Show every line from the data below that includes "collar".

*** Begin section ***

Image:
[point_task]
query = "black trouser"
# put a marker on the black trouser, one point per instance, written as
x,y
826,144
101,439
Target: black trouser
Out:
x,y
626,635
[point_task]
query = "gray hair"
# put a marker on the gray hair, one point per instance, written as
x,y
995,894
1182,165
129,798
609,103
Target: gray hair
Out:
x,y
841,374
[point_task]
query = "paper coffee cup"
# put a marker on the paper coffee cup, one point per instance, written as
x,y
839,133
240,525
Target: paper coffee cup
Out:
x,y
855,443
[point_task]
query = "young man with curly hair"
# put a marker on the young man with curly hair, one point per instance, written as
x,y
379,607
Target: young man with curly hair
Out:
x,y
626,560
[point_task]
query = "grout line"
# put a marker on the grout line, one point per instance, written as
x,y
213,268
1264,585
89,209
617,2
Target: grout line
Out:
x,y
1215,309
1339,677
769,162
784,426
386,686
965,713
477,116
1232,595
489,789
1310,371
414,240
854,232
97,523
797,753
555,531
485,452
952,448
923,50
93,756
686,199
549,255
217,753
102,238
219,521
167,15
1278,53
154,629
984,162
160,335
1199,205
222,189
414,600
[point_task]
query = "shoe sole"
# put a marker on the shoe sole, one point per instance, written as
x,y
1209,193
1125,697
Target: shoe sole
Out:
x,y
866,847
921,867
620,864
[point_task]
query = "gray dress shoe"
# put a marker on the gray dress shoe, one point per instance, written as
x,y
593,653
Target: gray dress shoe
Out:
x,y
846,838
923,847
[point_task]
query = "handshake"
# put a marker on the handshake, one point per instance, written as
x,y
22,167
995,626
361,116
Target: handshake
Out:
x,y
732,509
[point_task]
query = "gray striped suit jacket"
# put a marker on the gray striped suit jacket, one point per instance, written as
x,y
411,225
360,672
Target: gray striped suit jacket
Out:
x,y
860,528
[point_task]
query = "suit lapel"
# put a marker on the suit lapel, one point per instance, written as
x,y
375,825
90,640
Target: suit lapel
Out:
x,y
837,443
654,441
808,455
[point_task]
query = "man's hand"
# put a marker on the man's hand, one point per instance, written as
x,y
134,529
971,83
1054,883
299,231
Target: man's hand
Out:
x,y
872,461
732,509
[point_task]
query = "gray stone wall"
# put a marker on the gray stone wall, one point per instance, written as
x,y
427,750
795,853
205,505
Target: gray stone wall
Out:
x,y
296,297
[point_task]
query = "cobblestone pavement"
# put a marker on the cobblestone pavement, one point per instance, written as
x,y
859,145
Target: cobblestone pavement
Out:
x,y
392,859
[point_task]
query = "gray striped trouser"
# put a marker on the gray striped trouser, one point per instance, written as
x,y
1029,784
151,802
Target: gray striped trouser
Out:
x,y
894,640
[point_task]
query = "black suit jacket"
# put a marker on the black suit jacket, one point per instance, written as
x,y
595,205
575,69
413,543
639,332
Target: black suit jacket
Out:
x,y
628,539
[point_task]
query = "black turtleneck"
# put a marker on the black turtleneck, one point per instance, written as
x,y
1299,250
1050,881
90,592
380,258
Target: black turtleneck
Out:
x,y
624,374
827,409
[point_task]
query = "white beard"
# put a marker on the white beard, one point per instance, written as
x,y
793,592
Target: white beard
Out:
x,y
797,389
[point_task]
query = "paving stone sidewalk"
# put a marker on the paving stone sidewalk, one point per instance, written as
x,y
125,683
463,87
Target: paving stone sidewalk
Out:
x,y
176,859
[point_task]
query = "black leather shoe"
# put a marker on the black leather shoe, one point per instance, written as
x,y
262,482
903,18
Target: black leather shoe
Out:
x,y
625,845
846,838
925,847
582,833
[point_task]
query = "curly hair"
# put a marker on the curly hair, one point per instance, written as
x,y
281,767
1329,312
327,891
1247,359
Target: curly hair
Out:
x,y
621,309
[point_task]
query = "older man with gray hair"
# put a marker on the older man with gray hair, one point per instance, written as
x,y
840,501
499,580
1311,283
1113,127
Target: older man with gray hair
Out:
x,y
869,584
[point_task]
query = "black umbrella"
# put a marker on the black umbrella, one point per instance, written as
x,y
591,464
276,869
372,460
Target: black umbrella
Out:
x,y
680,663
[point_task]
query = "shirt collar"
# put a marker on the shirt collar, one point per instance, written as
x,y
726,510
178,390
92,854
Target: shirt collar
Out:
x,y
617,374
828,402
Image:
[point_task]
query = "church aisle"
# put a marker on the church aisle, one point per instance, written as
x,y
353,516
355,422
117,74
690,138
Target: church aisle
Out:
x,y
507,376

*** End section ***
*** Begin section ***

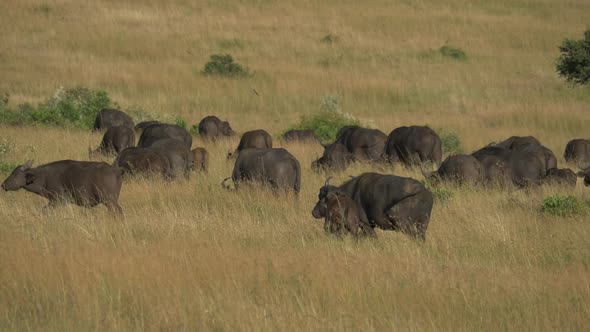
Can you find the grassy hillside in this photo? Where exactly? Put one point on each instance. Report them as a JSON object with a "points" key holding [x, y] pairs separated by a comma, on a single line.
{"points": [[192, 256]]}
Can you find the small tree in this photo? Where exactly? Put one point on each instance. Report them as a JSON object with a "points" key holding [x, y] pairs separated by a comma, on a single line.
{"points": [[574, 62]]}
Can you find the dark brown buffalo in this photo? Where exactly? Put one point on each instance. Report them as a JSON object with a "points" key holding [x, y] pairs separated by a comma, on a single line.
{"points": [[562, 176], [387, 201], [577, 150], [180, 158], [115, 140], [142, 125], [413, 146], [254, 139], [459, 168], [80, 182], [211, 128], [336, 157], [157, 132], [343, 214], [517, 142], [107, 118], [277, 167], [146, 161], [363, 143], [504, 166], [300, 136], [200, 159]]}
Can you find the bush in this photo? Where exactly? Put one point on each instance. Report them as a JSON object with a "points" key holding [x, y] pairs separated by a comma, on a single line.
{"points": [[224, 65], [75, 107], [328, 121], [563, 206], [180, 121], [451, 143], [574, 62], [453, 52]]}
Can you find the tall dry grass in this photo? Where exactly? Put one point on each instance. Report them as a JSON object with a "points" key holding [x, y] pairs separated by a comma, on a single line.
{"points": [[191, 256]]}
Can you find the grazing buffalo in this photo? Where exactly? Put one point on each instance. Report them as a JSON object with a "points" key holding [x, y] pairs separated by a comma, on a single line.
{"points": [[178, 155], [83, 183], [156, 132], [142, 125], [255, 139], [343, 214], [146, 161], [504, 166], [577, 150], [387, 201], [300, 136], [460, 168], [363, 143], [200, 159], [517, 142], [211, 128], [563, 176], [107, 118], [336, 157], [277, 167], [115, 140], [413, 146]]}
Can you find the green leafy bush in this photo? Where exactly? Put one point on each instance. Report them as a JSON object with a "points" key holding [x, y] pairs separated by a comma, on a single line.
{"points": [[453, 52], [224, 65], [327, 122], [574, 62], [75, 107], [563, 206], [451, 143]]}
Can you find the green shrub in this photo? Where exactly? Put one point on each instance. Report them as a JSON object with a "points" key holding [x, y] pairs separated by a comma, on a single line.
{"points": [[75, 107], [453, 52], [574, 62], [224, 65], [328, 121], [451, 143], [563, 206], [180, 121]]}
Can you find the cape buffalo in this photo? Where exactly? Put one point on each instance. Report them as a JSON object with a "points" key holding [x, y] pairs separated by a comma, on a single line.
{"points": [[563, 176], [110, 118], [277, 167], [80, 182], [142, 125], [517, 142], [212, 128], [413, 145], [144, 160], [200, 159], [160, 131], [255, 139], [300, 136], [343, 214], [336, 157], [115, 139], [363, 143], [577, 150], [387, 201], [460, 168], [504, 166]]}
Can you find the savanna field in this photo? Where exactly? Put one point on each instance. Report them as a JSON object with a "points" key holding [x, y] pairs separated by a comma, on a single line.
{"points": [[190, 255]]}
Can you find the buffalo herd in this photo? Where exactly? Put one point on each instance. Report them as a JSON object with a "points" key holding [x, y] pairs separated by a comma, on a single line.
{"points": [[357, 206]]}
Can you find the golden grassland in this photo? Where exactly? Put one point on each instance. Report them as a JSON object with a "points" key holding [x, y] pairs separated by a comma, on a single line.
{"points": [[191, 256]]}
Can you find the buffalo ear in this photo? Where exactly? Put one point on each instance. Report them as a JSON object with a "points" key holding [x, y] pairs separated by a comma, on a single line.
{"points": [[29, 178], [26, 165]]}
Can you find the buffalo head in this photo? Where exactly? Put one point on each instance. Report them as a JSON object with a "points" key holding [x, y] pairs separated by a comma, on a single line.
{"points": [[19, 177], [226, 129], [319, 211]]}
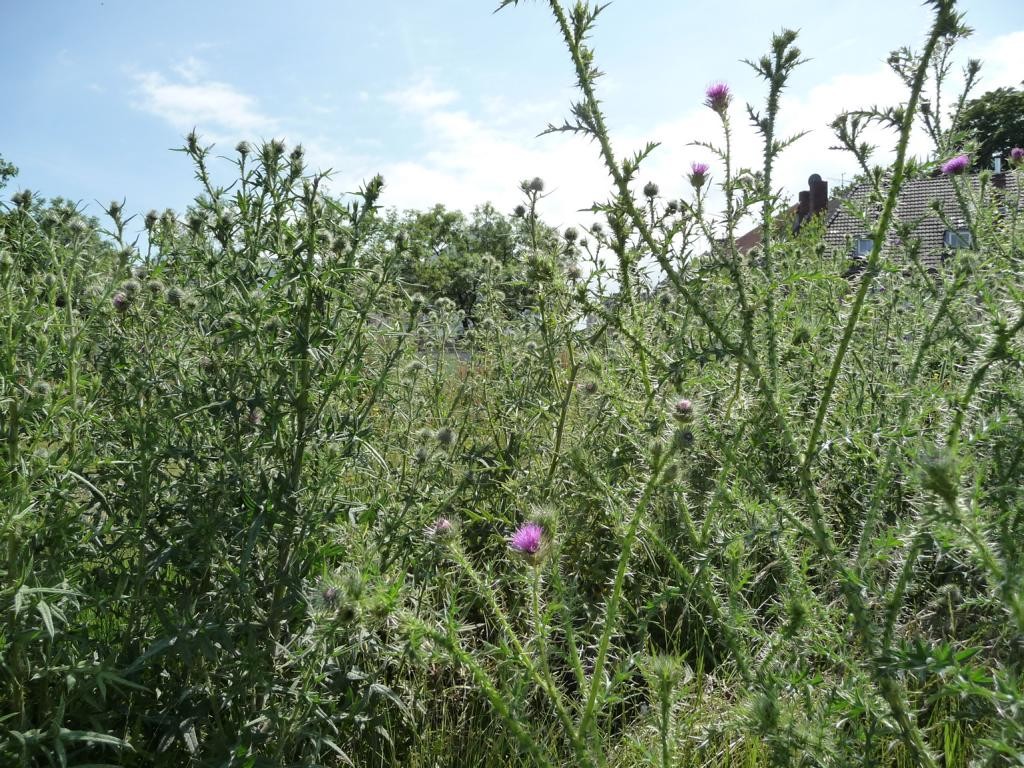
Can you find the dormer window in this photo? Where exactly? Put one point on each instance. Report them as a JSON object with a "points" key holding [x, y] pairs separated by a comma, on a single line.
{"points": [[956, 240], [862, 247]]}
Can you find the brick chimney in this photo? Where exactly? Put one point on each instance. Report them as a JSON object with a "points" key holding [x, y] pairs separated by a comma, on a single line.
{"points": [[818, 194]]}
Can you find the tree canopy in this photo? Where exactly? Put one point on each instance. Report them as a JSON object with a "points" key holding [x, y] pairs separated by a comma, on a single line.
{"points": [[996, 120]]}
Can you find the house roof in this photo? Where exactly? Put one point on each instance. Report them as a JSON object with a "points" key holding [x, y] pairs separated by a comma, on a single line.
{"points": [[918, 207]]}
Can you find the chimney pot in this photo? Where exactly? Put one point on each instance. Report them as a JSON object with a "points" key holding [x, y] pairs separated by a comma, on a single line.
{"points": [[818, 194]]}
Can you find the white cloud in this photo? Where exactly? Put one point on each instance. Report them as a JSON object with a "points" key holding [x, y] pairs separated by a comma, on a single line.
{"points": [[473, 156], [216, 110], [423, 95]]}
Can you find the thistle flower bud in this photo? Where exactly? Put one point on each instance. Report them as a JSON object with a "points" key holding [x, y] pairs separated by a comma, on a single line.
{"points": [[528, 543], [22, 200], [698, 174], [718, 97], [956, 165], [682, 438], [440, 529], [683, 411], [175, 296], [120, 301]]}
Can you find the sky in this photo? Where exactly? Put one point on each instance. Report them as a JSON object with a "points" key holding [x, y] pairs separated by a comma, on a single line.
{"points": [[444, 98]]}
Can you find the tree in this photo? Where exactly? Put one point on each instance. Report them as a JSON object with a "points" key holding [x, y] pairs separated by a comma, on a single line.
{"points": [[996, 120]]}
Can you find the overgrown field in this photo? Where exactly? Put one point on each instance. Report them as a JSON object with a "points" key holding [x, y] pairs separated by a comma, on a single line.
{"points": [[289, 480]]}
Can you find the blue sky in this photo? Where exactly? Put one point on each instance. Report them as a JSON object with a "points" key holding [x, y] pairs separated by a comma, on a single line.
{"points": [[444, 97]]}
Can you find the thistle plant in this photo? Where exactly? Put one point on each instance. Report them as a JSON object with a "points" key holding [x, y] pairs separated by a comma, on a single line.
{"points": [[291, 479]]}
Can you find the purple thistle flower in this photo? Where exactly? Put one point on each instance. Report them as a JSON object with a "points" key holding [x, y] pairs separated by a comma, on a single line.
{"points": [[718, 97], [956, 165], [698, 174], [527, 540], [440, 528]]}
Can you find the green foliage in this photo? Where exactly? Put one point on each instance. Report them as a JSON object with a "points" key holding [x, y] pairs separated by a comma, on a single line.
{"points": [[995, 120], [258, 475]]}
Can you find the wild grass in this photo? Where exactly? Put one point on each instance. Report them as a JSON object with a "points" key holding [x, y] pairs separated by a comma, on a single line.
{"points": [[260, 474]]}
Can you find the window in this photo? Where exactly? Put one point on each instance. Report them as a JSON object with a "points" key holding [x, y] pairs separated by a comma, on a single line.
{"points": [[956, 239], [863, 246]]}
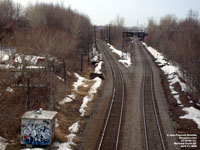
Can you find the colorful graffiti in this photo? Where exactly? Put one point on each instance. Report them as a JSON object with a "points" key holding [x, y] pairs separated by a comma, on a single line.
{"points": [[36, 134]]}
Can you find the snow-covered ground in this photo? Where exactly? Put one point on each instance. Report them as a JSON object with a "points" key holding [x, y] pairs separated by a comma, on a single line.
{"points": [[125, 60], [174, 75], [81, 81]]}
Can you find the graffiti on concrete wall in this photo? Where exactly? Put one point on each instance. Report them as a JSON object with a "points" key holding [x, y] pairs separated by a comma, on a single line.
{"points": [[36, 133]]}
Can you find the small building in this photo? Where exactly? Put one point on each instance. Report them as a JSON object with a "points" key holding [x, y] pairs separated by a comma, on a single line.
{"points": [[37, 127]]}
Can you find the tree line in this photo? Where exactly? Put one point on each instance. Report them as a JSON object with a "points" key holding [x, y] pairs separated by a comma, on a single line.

*** End section ***

### Exercise result
query = "shirt collar"
# put a marker on the shirt collar, one point per instance, written as
Target: shirt collar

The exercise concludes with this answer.